> **Brief A**
Write out the lines of the records from the line with "metal railing -> box" to the line with "top-left (520, 0), bottom-right (562, 81)", including both of those lines.

> **Extract provided**
══════════════════════════════
It is notable for being the home of Pygmy clans and their camp settlements and hunting areas, such as those of the Lala and Bakola clans. The Ngumba and Kwassio (speakers of Makaa–Njem languages) and Bagyeli tribes also reside in the area, the Bagyeli having been forced off their lands by the logging industry since the 1960s and the effect of the new oil pipeline since 1999. There are also settled Bantu peoples, who previously 'owned' pygmy clans.

The name of Lolodorf is German in origin, and relates to the name of a notable of Bikoui village, Loule-Dorf. In 1897 a Christian mission was opened in Lolodorf. Most of the people in the region are now Christians.

The Lokoundje River flows through Lolodorf, said to be "narrow with fast moving water and numerous waterfalls", and there is a temporary bridge over the river. Malaria and sleeping sickness are common problems in the humid climate, and there are a variety of natural remedies in which the Pygmy healers are expert.

The nearest market is at the coastal port & resort town of Kribi, and there is a dirt road to it from Lolodorf of about 110 km. The trip usually takes around 6 hours.

The main occupations are farming, tapping palm wine, gathering fruits and nuts for food, and hunting. There are some cocoa plantations. Coffee was grown here historically, but was abandoned as a crop in the mid-1990s. There is said to be little river fishing. There is some limited tourism, arriving from Kribi; people come to see Pygmy camps, wildlife, and local musicians.

Eight different languages are spoken in the town. There is a volunteer-run French radio station at Lolodorf that began broadcasting in 1997.

There has been a weather station in the town for more than 25 years.
══════════════════════════════
> **Entries**
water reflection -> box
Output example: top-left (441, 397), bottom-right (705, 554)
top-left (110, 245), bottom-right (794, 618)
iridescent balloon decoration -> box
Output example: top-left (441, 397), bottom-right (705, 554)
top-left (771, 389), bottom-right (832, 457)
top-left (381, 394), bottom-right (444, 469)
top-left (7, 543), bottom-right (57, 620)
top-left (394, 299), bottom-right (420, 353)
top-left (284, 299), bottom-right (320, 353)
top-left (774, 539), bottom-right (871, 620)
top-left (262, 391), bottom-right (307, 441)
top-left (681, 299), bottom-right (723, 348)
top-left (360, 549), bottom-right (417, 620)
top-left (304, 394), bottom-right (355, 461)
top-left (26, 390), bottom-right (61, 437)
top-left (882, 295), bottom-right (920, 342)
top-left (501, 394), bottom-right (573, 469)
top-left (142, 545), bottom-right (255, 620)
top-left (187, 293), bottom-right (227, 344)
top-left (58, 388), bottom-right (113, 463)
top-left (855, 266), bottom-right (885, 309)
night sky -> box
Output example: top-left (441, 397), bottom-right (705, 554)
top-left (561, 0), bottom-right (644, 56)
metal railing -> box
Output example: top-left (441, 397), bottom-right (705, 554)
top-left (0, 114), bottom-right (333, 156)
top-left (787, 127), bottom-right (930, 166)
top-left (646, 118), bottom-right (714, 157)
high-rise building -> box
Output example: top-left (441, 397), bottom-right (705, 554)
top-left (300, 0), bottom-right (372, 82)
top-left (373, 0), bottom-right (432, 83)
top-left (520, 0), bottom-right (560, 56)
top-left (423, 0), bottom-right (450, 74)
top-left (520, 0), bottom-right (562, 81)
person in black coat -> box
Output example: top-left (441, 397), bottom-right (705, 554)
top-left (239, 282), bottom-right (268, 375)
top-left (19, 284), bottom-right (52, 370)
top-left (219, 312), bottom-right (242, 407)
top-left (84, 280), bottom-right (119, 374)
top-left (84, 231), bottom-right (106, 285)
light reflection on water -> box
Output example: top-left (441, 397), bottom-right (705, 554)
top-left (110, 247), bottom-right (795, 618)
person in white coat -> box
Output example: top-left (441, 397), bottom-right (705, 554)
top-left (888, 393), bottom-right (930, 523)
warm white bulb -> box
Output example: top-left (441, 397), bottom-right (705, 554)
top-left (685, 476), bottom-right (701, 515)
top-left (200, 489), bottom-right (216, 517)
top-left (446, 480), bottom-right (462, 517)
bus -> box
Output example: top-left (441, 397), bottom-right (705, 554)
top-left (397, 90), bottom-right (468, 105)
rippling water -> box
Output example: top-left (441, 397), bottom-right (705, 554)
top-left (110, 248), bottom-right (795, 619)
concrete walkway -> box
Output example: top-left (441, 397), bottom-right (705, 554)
══════════════════════════════
> **Brief B**
Give again, word for word, the passage of the text about Lolodorf from "The Lokoundje River" to "healers are expert.".

> **Written reply A**
metal railing -> box
Output example: top-left (441, 397), bottom-right (705, 554)
top-left (0, 114), bottom-right (333, 156)
top-left (787, 127), bottom-right (930, 166)
top-left (646, 118), bottom-right (714, 157)
high-rise building -> box
Output example: top-left (441, 397), bottom-right (705, 554)
top-left (300, 0), bottom-right (372, 82)
top-left (373, 0), bottom-right (432, 83)
top-left (520, 0), bottom-right (560, 56)
top-left (423, 0), bottom-right (450, 74)
top-left (520, 0), bottom-right (562, 81)

> **Written reply B**
The Lokoundje River flows through Lolodorf, said to be "narrow with fast moving water and numerous waterfalls", and there is a temporary bridge over the river. Malaria and sleeping sickness are common problems in the humid climate, and there are a variety of natural remedies in which the Pygmy healers are expert.